Recorded data:
━━━
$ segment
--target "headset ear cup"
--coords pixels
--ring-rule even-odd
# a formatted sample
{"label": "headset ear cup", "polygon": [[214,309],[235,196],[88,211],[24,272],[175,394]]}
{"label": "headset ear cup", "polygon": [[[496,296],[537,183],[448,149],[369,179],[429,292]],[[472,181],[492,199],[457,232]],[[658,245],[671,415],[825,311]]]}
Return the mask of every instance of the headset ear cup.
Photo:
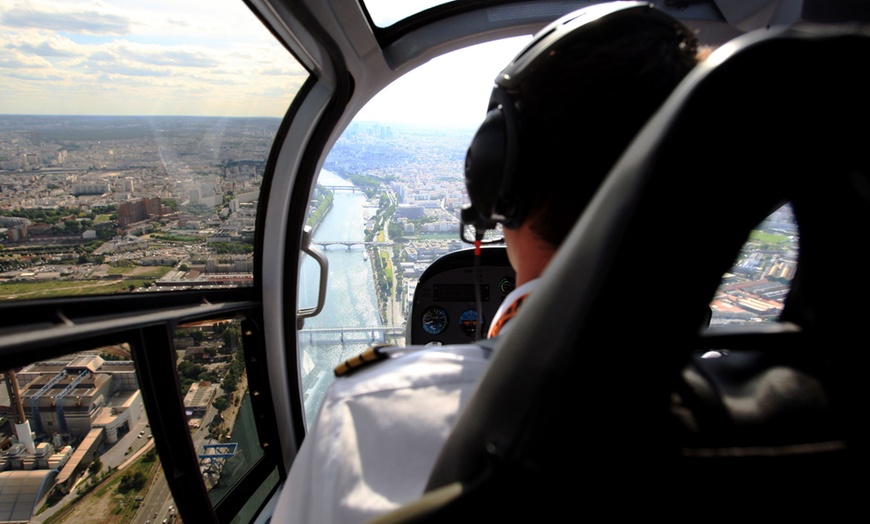
{"label": "headset ear cup", "polygon": [[493,97],[500,100],[498,106],[503,120],[504,145],[501,150],[502,175],[499,181],[493,214],[507,228],[514,228],[522,221],[520,202],[523,200],[517,189],[519,167],[520,115],[514,98],[504,89],[493,89]]}
{"label": "headset ear cup", "polygon": [[481,229],[495,227],[493,214],[504,182],[506,141],[504,114],[499,108],[492,109],[477,129],[465,156],[465,188],[471,208],[463,213],[463,220]]}

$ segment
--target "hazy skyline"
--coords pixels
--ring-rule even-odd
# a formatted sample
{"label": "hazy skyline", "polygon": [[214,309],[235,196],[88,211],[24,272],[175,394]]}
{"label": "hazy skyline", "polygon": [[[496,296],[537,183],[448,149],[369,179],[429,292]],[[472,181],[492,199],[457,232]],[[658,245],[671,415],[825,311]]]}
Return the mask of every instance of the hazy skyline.
{"label": "hazy skyline", "polygon": [[[523,40],[435,59],[358,118],[476,124]],[[283,117],[307,77],[241,0],[2,0],[0,48],[0,114]]]}

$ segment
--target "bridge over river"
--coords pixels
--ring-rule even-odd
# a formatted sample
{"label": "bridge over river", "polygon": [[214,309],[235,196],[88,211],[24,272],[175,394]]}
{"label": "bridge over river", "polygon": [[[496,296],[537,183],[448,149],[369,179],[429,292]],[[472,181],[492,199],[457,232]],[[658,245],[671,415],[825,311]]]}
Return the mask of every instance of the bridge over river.
{"label": "bridge over river", "polygon": [[384,247],[384,246],[392,246],[392,241],[386,242],[365,242],[363,240],[312,240],[312,244],[322,246],[324,248],[328,248],[329,246],[345,246],[349,250],[353,246],[376,246],[376,247]]}
{"label": "bridge over river", "polygon": [[299,332],[303,344],[368,344],[404,341],[405,326],[368,326],[340,328],[306,328]]}
{"label": "bridge over river", "polygon": [[352,191],[354,193],[359,191],[360,193],[365,193],[365,190],[363,188],[357,186],[327,186],[318,184],[317,187],[329,189],[330,191]]}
━━━
TASK REQUIREMENTS: A bare number is the whole answer: state how many lines in the data above contain "target".

YOUR SOLUTION: 3